More than five million Americans won't have health insurance coverage if their states don't expand Medicaid by 2016, a new White House report found.
An estimated 5.7 million uninsured people won't receive health coverage in 24 different states that have opted not to accept federal funding to expand the country's social health care program, according to the document, which was released Wednesday by the White House Council of Economic Advisers.
Additionally, the states will lose billions of federal dollars that could boost their local economies.
On the other hand, if every state expanded Medicaid, the number of Americans carrying health insurance would increase by 10 million in two years.
If leaders in a state like Louisiana change their minds and accept Medicaid expansion, 265,000 residents could be covered, The Times Picayune reported. Some of the other states not yet expanding Medicaid include Alaska, Florida, Maine, Oklahoma, Pennsylvania, Texas, and Utah.
Certain residents who live in the 26 states and the District of Columbia that will expand Medicaid will qualify for health coverage if their incomes are $16,105 for a single adult. At least 5.2 million people have gained Medicaid or Children's Health Insurance Program coverage in the areas that have accepted the program. Among the states expanding Medicaid are Arkansas, California, Colorado, Hawaii, Massachusetts, New Hampshire, and New York.
The open enrollment period to sign up for the Affordable Care Act (aka Obamacare) began last October with the now-infamous botched rollout of the health care website. Obamacare has since expanded affordable health coverage to millions of Americans.
Medicaid, jointly funded by the federal government and states, provides health insurance to eligible low-income families and individuals. It is a large component of the ACA's overall approach to expanding health insurance coverage. The government will pay all of the costs of covering newly eligible individuals through 2016.
The report details the effects of states' decisions regarding Medicaid expansion on access to care, financial security, overall health and well-being of residents, and state economies.

§ **Exercise data**

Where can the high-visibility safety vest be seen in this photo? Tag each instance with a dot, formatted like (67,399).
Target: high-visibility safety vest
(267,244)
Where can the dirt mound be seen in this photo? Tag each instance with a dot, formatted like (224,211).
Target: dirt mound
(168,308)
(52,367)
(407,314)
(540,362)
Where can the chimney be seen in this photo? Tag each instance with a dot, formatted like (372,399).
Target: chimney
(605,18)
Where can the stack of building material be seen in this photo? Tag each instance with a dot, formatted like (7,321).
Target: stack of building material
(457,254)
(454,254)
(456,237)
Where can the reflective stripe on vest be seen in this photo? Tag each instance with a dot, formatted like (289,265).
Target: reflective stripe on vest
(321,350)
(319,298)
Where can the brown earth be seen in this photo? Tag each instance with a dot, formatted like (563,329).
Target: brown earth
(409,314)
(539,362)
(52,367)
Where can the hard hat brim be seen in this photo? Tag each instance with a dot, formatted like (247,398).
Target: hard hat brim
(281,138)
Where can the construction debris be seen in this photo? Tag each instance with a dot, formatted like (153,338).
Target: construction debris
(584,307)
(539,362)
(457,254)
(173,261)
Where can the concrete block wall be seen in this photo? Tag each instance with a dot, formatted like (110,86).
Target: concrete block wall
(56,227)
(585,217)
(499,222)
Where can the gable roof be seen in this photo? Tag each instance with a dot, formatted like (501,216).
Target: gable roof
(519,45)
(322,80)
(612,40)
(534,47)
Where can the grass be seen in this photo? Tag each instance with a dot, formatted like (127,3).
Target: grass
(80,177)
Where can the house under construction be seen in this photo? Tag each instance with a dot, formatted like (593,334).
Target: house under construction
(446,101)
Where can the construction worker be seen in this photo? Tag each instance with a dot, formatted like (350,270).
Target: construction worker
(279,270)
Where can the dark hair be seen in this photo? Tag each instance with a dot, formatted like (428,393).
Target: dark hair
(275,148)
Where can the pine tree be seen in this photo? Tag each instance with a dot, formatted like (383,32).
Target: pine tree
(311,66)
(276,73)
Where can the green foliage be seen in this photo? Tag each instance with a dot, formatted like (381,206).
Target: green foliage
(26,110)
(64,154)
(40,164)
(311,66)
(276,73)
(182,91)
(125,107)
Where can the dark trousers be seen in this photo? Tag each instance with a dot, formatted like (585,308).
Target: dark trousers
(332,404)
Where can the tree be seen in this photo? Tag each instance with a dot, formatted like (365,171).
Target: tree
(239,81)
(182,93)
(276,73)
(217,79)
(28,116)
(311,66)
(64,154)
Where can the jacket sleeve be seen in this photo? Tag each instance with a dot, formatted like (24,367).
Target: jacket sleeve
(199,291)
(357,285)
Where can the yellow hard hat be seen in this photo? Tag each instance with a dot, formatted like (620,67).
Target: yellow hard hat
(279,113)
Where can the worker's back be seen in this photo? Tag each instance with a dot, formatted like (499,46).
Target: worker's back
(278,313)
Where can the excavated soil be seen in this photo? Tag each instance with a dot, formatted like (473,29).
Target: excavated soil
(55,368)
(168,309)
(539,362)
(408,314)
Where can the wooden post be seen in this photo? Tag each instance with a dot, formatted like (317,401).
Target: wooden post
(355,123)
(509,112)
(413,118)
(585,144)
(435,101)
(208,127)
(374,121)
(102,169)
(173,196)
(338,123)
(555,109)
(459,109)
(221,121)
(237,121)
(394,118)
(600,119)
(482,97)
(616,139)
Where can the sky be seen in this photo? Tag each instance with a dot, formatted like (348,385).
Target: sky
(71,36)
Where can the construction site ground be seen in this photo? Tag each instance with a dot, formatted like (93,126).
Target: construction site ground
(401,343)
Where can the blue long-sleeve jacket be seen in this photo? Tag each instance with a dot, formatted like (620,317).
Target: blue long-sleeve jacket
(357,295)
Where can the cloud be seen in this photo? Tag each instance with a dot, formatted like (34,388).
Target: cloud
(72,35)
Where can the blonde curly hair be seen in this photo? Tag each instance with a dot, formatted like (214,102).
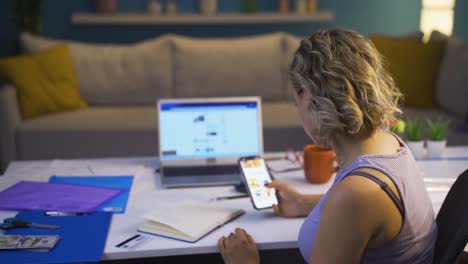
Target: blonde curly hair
(352,94)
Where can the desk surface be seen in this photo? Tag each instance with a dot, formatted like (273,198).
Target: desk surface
(268,230)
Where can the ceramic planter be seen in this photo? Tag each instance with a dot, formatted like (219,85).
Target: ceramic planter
(106,6)
(435,149)
(417,148)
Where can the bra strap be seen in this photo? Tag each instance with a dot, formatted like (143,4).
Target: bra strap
(384,187)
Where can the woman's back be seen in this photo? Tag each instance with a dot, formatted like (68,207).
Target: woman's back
(416,239)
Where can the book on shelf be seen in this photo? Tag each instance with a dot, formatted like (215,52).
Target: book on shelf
(187,221)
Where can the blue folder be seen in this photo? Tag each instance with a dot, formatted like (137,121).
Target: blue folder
(116,205)
(82,238)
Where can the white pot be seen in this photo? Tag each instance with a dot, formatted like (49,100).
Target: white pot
(435,149)
(417,148)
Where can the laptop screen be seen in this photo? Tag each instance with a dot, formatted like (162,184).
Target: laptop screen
(197,129)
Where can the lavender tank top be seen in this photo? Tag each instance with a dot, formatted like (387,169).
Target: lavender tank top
(416,240)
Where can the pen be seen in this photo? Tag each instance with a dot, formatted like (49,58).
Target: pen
(55,213)
(232,197)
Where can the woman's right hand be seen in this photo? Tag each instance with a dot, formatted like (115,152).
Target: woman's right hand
(291,202)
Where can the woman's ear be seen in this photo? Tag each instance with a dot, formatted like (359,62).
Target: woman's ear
(304,96)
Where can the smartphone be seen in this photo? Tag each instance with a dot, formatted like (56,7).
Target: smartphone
(255,175)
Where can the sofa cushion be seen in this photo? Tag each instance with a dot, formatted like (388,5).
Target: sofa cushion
(414,66)
(134,74)
(130,131)
(45,82)
(92,132)
(230,67)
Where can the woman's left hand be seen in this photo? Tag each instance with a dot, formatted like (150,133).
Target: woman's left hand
(238,247)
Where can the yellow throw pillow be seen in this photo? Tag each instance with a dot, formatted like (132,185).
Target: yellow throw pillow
(414,66)
(45,82)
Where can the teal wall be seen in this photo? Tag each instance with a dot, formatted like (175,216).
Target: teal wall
(365,16)
(460,25)
(8,28)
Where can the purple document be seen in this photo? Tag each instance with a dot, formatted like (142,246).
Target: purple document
(27,195)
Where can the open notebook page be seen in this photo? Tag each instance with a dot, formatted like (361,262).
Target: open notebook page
(192,219)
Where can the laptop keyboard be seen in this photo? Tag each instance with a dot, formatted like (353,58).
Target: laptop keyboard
(201,170)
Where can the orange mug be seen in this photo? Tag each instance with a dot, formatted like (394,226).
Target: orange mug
(318,163)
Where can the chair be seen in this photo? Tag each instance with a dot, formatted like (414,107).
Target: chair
(452,222)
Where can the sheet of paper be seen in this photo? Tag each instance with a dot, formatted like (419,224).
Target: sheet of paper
(281,165)
(27,195)
(116,205)
(188,217)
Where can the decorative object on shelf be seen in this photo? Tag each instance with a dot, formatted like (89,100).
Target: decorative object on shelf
(154,7)
(283,6)
(437,137)
(106,6)
(171,7)
(301,7)
(29,14)
(312,6)
(208,7)
(250,6)
(414,139)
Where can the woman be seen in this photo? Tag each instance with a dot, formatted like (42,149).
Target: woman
(377,210)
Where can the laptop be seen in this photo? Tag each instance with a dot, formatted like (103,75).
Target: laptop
(201,139)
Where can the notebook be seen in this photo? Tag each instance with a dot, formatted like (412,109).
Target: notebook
(200,140)
(187,221)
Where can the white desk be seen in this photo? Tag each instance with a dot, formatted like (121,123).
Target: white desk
(268,230)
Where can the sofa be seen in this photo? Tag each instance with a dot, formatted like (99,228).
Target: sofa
(121,84)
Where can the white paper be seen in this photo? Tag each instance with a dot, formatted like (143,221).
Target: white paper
(193,219)
(281,165)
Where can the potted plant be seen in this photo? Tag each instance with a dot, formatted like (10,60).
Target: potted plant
(398,127)
(414,141)
(437,137)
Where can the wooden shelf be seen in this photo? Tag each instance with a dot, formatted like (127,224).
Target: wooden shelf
(187,19)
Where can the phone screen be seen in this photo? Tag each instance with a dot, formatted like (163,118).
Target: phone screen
(256,175)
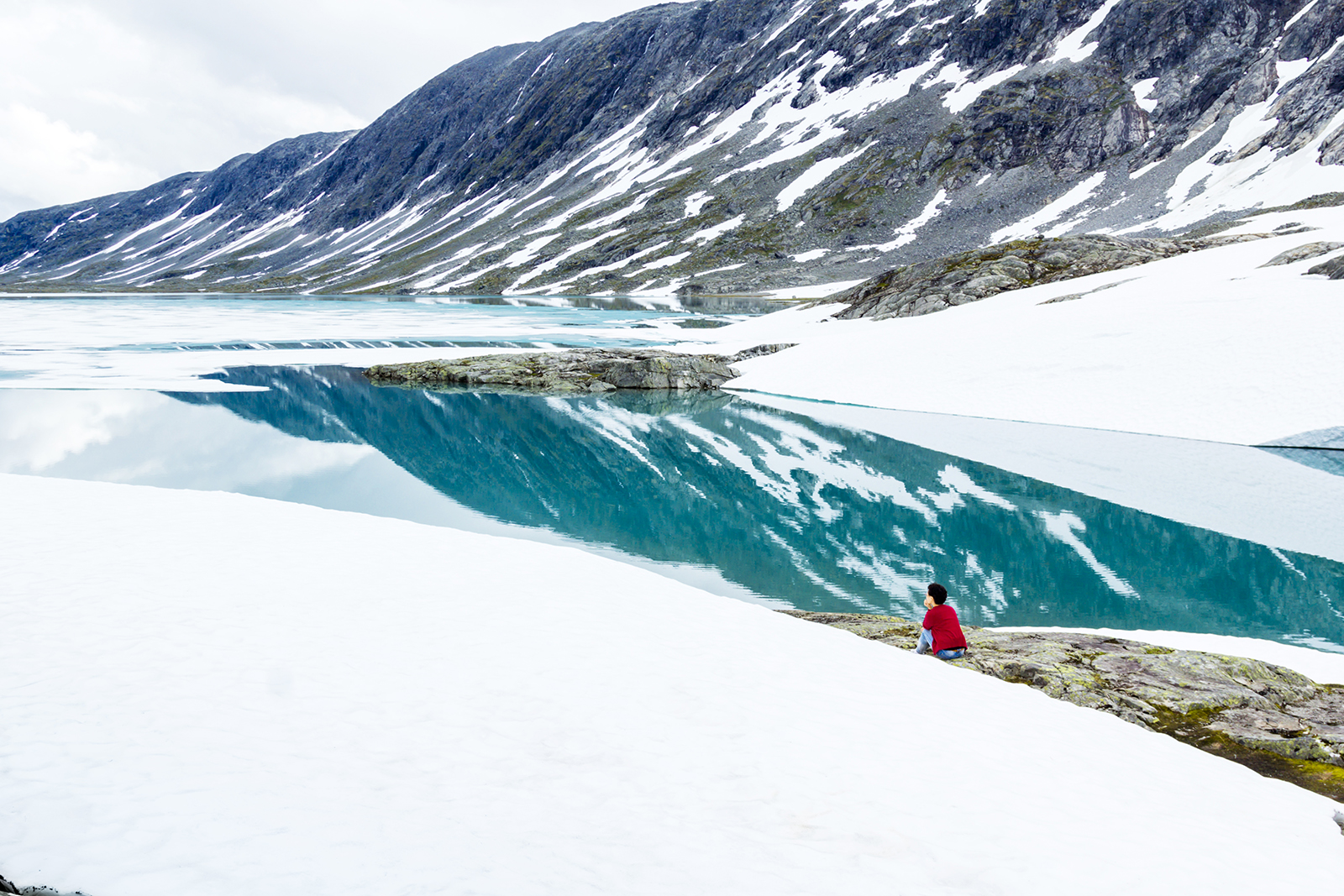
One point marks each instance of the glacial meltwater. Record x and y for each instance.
(732, 493)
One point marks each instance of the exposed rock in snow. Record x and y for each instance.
(934, 285)
(1270, 719)
(591, 369)
(750, 144)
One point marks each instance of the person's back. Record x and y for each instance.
(941, 633)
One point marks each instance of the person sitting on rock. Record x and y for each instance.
(941, 633)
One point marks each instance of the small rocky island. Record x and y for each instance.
(581, 369)
(1273, 720)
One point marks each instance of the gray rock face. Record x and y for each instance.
(1303, 253)
(1274, 720)
(449, 190)
(591, 369)
(931, 286)
(1334, 269)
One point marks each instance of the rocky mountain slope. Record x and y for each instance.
(739, 145)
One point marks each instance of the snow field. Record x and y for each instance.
(214, 694)
(1206, 345)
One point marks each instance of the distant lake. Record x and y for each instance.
(714, 490)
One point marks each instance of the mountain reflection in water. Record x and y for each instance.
(820, 517)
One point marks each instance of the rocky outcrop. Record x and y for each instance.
(1303, 253)
(931, 286)
(1273, 720)
(683, 145)
(1334, 269)
(586, 369)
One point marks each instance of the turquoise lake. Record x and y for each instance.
(719, 490)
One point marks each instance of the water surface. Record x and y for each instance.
(766, 504)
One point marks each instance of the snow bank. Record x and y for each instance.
(214, 694)
(1238, 490)
(1207, 345)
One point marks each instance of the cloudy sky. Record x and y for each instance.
(101, 96)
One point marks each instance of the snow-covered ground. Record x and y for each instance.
(213, 694)
(1206, 345)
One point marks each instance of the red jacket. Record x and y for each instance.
(947, 631)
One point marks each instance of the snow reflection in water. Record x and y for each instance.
(723, 492)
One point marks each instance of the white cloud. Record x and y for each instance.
(116, 96)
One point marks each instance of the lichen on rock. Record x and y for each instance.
(1273, 720)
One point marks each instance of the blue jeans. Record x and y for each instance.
(927, 644)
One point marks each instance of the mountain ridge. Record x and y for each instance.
(746, 145)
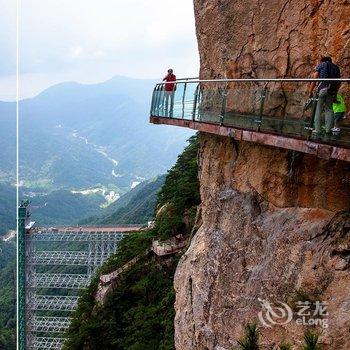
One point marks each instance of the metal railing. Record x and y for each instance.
(275, 106)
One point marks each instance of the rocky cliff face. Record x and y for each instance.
(275, 224)
(273, 38)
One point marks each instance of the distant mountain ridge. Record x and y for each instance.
(81, 136)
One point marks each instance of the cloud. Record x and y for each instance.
(92, 40)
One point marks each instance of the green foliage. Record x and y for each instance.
(7, 295)
(138, 314)
(285, 346)
(64, 208)
(179, 196)
(251, 339)
(136, 206)
(7, 207)
(311, 340)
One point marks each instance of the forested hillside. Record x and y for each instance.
(139, 313)
(7, 295)
(136, 206)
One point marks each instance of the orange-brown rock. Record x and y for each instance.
(275, 38)
(275, 224)
(268, 232)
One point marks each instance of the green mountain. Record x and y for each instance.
(139, 312)
(136, 206)
(7, 295)
(76, 136)
(7, 207)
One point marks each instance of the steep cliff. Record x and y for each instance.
(275, 224)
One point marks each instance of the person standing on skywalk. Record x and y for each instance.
(327, 93)
(169, 91)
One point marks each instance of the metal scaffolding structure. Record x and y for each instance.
(49, 324)
(56, 280)
(53, 302)
(51, 279)
(46, 343)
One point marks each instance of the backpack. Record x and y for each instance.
(333, 71)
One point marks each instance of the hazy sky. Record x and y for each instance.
(93, 40)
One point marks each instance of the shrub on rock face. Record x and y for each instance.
(311, 341)
(179, 197)
(251, 339)
(285, 346)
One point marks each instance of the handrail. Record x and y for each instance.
(252, 80)
(273, 110)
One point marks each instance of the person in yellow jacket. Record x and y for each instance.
(339, 110)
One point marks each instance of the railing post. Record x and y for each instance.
(314, 106)
(153, 101)
(183, 100)
(195, 102)
(263, 96)
(223, 105)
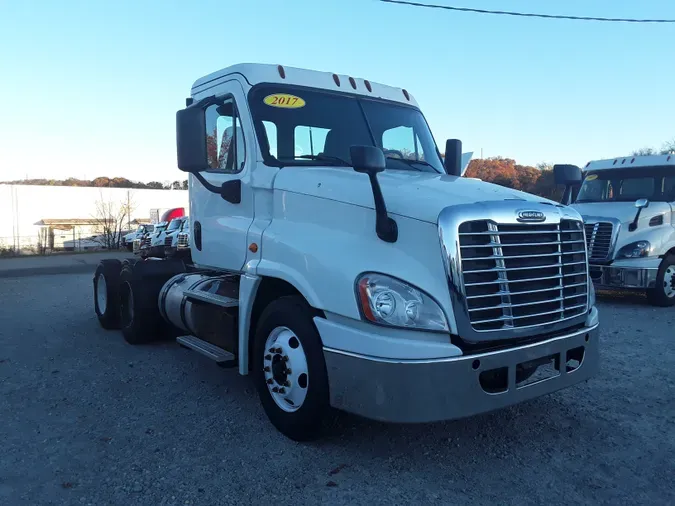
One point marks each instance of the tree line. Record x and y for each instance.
(105, 182)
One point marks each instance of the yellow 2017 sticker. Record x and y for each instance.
(284, 101)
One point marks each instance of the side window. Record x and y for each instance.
(669, 188)
(309, 140)
(402, 140)
(225, 138)
(271, 132)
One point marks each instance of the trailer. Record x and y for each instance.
(339, 261)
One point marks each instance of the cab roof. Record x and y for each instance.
(629, 162)
(256, 73)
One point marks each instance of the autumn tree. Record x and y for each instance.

§ **What this exercise asks**
1 - In the Medicaid expansion article, how many uninsured people are estimated to go without health coverage in the 24 states that opted not to expand?
2 - Copy the passage of the Medicaid expansion article that opens with the words containing "Additionally, the states" and closes with "in two years.".

§ **Solved problems**
1 - An estimated 5.7 million.

2 -
Additionally, the states will lose billions of federal dollars that could boost their local economies.
On the other hand, if every state expanded Medicaid, the number of Americans carrying health insurance would increase by 10 million in two years.